Social Media and Marketing Your Practice

Jan 11, 2017 at 02:50 pm by Staff

By BETH RUDLOFF, MedSpeaks, Healthcare Executive in Residence and COO Emeritus of UF Health Cancer Center - Orlando Health

Editor's note: For 2017, we are excited to introduce a new section to Orlando Medical News called Medical Marketing and Social Media. This is an important topic for your practice because social marketing has proved its sustainability and value. In fact, today it is a necessary element to your overall growth strategy. What was previously regarded as hype or a passing fad has ultimately yielded a variety of social platforms, analytics, content, and emerging influencers. For this year, however, it's time to dig into your marketing plan and understand the best, most effective, yet efficient means of incorporating personalized content that ultimately engages the hearts of consumers and builds a relationship with you, your brand. The benefits of having your expertise and wisdom being discoverable will tell the story of who you are amongst a crowd of many eager to grow their practice and reputation. This section is dedicated to cut through the clutter of information and get down to brass tacks with tips, trends, and practical examples you can understand and implement. If you have specific questions you'd like answered, please send your questions to

You are so busy trying to keep your emails under control in your inbox, you may think you just don't have time for social media. But if one of your resolutions for the New Year is to grow your practice, you need to know how social media can help you achieve your goals.

+ + + +

= WORK ITEM =
Print the full article on social media and marketing a practice, word for word. The listing that comes next is from a separate source and has no connection to the article above.

+ + + +

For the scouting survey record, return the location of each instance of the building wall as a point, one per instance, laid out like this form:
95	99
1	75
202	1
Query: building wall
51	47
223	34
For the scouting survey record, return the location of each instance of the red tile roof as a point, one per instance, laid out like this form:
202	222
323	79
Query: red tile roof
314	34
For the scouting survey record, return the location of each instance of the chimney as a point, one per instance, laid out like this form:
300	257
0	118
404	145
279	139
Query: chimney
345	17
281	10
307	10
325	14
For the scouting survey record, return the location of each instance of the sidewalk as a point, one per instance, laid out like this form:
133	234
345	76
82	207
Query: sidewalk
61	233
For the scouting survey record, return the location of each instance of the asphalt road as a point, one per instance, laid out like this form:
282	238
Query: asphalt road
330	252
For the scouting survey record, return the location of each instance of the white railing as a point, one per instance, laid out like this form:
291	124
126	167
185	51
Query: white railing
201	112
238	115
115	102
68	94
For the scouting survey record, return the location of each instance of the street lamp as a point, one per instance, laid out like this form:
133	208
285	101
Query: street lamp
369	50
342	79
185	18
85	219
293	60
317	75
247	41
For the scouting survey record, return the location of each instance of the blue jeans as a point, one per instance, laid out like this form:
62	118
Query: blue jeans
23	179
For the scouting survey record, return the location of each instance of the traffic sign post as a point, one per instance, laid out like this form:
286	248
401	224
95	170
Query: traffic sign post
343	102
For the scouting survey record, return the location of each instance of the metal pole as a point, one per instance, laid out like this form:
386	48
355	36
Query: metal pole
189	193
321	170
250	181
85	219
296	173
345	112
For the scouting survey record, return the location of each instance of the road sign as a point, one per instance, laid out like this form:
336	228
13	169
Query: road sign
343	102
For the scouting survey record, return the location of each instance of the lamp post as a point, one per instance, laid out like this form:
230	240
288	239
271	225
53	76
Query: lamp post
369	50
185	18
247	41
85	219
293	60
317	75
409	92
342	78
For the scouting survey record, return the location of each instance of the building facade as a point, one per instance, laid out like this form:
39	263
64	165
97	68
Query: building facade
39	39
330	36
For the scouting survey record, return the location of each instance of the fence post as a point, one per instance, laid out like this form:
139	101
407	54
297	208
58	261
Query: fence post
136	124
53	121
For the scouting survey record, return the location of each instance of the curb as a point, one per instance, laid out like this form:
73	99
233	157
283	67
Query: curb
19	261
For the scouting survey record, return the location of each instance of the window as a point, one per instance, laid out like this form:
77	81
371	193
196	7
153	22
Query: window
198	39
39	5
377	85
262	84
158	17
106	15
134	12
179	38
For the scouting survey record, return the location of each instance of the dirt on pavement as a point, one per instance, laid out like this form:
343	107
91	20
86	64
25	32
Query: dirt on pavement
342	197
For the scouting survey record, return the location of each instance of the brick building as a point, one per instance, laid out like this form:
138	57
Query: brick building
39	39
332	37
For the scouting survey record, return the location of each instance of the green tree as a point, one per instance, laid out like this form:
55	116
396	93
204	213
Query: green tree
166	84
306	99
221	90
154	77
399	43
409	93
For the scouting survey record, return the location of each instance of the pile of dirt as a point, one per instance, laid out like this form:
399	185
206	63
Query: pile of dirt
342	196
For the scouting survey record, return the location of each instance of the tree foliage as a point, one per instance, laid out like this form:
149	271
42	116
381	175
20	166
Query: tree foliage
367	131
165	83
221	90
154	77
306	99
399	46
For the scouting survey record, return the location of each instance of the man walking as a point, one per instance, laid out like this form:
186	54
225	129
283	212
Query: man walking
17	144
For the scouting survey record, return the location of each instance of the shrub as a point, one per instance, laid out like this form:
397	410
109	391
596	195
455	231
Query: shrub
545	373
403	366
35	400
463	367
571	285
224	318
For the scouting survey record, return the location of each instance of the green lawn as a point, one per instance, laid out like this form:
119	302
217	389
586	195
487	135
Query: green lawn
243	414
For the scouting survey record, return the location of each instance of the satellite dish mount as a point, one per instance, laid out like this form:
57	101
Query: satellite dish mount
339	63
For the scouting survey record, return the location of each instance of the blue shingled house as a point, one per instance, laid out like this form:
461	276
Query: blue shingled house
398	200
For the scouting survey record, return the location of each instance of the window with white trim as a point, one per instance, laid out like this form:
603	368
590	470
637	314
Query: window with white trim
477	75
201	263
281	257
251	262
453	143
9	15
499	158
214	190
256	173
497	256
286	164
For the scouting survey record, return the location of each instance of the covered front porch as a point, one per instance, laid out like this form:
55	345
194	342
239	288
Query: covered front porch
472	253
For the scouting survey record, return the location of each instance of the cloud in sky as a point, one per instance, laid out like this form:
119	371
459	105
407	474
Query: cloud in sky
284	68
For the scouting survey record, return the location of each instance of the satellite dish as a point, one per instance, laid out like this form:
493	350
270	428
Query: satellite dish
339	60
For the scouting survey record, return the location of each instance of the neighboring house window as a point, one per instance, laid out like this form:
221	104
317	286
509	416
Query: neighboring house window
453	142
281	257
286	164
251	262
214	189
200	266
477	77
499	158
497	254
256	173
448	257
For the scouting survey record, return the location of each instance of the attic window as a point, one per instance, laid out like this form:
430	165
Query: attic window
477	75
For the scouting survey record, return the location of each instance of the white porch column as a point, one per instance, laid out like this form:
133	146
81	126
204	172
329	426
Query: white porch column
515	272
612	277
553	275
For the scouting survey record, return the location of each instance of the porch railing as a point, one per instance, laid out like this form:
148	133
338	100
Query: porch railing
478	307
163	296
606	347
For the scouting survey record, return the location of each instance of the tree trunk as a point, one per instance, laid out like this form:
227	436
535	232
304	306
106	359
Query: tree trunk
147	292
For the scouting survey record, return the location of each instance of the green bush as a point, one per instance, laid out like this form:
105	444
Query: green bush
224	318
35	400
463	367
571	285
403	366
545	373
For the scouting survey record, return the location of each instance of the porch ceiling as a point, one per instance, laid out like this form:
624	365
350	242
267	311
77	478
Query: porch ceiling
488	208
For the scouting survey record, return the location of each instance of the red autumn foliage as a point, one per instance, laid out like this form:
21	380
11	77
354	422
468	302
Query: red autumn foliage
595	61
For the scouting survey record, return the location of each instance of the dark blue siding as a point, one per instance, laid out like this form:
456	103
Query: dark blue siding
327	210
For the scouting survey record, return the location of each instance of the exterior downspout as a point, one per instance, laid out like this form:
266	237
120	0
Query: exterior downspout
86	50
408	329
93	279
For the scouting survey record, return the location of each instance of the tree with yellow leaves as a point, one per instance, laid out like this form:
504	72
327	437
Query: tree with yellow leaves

+ + + +

= REPLY TO THE TASK =
Social Media and Marketing Your Practice

Jan 11, 2017 at 02:50 pm by Staff

By BETH RUDLOFF, MedSpeaks, Healthcare Executive in Residence and COO Emeritus of UF Health Cancer Center - Orlando Health

Editor's note: For 2017, we are excited to introduce a new section to Orlando Medical News called Medical Marketing and Social Media. This is an important topic for your practice because social marketing has proved its sustainability and value. In fact, today it is a necessary element to your overall growth strategy. What was previously regarded as hype or a passing fad has ultimately yielded a variety of social platforms, analytics, content, and emerging influencers. For this year, however, it's time to dig into your marketing plan and understand the best, most effective, yet efficient means of incorporating personalized content that ultimately engages the hearts of consumers and builds a relationship with you, your brand. The benefits of having your expertise and wisdom being discoverable will tell the story of who you are amongst a crowd of many eager to grow their practice and reputation. This section is dedicated to cut through the clutter of information and get down to brass tacks with tips, trends, and practical examples you can understand and implement. If you have specific questions you'd like answered, please send your questions to

You are so busy trying to keep your emails under control in your inbox, you may think you just don't have time for social media. But if one of your resolutions for the New Year is to grow your practice, you need to know how social media can help you achieve your goals.